Dataset items:
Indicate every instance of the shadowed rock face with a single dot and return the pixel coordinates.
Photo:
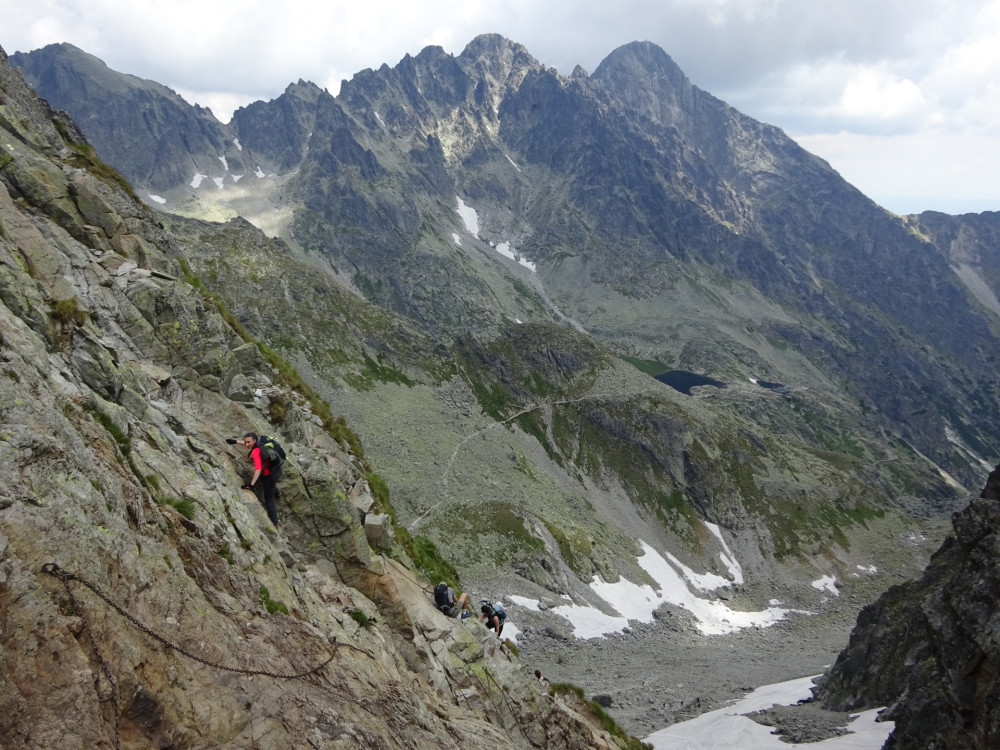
(930, 649)
(118, 385)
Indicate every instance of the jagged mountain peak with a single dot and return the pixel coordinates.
(644, 77)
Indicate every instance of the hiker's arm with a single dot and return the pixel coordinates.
(258, 467)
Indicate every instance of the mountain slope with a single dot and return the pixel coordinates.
(145, 599)
(146, 130)
(668, 226)
(927, 649)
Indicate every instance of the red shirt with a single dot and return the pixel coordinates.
(255, 455)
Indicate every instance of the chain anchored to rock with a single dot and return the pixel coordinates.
(65, 576)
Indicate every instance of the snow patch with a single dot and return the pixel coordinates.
(511, 161)
(729, 726)
(469, 217)
(506, 251)
(727, 557)
(826, 583)
(523, 601)
(634, 602)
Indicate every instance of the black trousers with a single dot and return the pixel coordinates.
(270, 482)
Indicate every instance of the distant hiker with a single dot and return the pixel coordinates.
(494, 615)
(267, 456)
(445, 601)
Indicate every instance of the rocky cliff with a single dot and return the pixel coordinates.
(145, 600)
(928, 649)
(666, 224)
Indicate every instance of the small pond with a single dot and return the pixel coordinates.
(684, 381)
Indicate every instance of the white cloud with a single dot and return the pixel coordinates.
(904, 68)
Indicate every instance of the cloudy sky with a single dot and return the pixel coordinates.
(902, 97)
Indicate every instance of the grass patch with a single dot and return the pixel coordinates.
(270, 604)
(122, 440)
(69, 313)
(361, 618)
(609, 725)
(649, 366)
(287, 375)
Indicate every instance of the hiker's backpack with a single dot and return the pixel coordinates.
(496, 609)
(441, 597)
(271, 451)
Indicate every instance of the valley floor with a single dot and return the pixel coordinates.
(663, 673)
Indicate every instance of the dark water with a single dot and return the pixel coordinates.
(684, 381)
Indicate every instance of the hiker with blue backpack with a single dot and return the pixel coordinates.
(494, 615)
(267, 456)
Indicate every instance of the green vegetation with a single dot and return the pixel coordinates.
(608, 724)
(649, 366)
(271, 605)
(120, 438)
(287, 375)
(574, 550)
(68, 312)
(361, 618)
(85, 157)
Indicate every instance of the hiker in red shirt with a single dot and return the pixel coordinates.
(265, 473)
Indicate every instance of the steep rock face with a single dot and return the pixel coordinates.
(143, 128)
(929, 649)
(280, 129)
(970, 243)
(145, 600)
(669, 227)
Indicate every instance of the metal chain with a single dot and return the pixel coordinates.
(65, 576)
(97, 651)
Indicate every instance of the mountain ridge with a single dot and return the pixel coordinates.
(678, 234)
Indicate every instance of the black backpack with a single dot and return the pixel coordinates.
(441, 597)
(271, 451)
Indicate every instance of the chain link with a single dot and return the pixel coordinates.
(65, 576)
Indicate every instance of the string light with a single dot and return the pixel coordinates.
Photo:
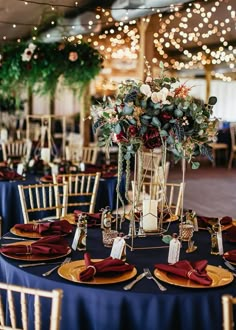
(175, 29)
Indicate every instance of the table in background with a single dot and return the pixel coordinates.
(10, 207)
(89, 307)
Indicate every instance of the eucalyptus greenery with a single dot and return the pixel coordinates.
(40, 66)
(157, 113)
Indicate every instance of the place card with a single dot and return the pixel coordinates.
(118, 248)
(150, 218)
(220, 242)
(174, 250)
(45, 155)
(76, 239)
(20, 168)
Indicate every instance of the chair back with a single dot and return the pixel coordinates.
(74, 153)
(16, 149)
(43, 199)
(82, 190)
(90, 155)
(151, 161)
(15, 312)
(227, 308)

**Stated exercise**
Go through the listing above and write it all out exactly, leaving out any picture.

**Worked answer**
Indicate every instance of the shadowed rock face with a single dot and return the pixel coordinates.
Photo:
(930, 649)
(118, 385)
Indicate every instance of the jagged mountain peak with a single dot and return the pixel coordinates.
(644, 77)
Indicate every instance of the hiker's arm with a single dot and return the pixel coordinates.
(258, 467)
Indicate every instance of the mountain slope with a single dot and return the pixel coordinates.
(145, 599)
(146, 130)
(668, 226)
(927, 649)
Indicate every instance of the red shirt with a single dot and return the pixel coordinates.
(255, 455)
Indicate every instance of the chain anchored to rock with a single dot and return the pixel coordinates.
(65, 576)
Indicate every instance of the snow patch with a single dot and return the pixel coordinates.
(511, 161)
(729, 726)
(469, 217)
(506, 251)
(727, 557)
(826, 583)
(523, 601)
(634, 602)
Indicate every instance of the black trousers with a single dot and return the pixel coordinates.
(270, 482)
Indicate every instance of the distant hiker with a single dot and return the pixel coordinates.
(494, 615)
(267, 456)
(445, 601)
Indicate every instance of the rocky cliff with a single dot and return the pixel coordinates.
(145, 600)
(928, 649)
(666, 224)
Indicate every instance of the small pond with a single dot and return the pixel coordinates.
(684, 381)
Indicate every instance of the white cloud with a single dot and return the pixel coordinates.
(904, 68)
Indicate every instance of the cloudy sky with a single dot and return the pixel coordinates.
(902, 97)
Indicate every instance of the grass patch with a single dot and return the pixel coordinates.
(270, 604)
(122, 440)
(69, 313)
(361, 618)
(609, 725)
(649, 366)
(287, 375)
Indicate every instance of the hiker's backpack with a single dot and return the pixel coordinates.
(496, 609)
(441, 597)
(271, 451)
Indicate every instance of the valley floor with a single dot and return the pixel coordinates.
(663, 673)
Indicate every instance of the dark water with a single dot and return the pixel coordinates.
(684, 381)
Indicate every instance of the hiker with blue backpack with a single dot and return the pixel coordinates.
(494, 615)
(267, 456)
Indicate every instance of the green vegetation with a single dot and return the pixel coordinates.
(608, 724)
(649, 366)
(271, 605)
(120, 438)
(287, 375)
(574, 550)
(68, 312)
(361, 618)
(85, 157)
Indicate every instance of the hiker in red shirt with a single dot and return the pixel coordinates.
(265, 473)
Indicate every instance of the steep rock face with a single dot and return the pixel coordinates.
(143, 128)
(929, 649)
(280, 129)
(970, 243)
(145, 600)
(669, 227)
Indicate every instance of the metal chain with a single dot and return the pixel coordinates.
(65, 576)
(97, 651)
Indicate every instance of the mountain ridge with a single dot and return the pixel coordinates.
(678, 234)
Indicate every instance of the black backpack with a single dot and return the pixel coordinates.
(441, 597)
(271, 451)
Indicate every instance of the chain link with a single dot and return the pixel coordinates.
(65, 576)
Indicate every instance of the string light with a single dot and return the pixel coordinates.
Photo:
(175, 29)
Indicate every instance of the table in background with a single dot and return the pixel coordinates.
(10, 207)
(89, 307)
Indicate every instance of the eucalyptus greenery with a single dot and return the pixel coordinates.
(40, 66)
(157, 113)
Indicate every instance of the place card with a single dot and return the pixel coordinates.
(118, 248)
(150, 218)
(220, 242)
(174, 250)
(45, 155)
(76, 239)
(20, 168)
Indicate every instance of the chair back with a single dot and return the pixel coordinates.
(74, 153)
(16, 149)
(43, 199)
(82, 190)
(90, 155)
(151, 161)
(15, 312)
(227, 308)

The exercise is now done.